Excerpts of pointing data
────────────────────

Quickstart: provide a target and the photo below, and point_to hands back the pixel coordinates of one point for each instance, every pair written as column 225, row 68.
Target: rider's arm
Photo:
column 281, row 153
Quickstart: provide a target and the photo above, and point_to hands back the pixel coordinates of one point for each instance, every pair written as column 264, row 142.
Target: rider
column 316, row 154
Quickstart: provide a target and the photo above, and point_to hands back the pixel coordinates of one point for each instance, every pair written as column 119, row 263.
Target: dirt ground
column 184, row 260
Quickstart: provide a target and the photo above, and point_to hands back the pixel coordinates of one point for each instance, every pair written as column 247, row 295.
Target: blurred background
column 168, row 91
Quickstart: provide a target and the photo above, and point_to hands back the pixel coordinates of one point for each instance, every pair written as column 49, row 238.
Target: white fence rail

────────────────────

Output exactly the lines from the one containing "264, row 142." through the last line of the entries, both ends included.

### [Right answer]
Quickstart: provide a target and the photo above, and point_to hands back the pixel coordinates of one point for each instance, every pair written as column 264, row 142.
Target: rider
column 316, row 154
Quickstart: provide a target and the photo above, and point_to hands back the pixel coordinates of one point for each instance, every pair written as column 119, row 263.
Target: dirt ground
column 184, row 260
Quickstart: provide a target and the photo above, and point_to hands back the pixel coordinates of one point for each instance, every pair written as column 247, row 295.
Target: blurred background
column 168, row 91
Quickstart: provide a target and the photo above, and point_to hands back the pixel coordinates of one point for each instance, every pair written as column 49, row 238.
Target: white fence rail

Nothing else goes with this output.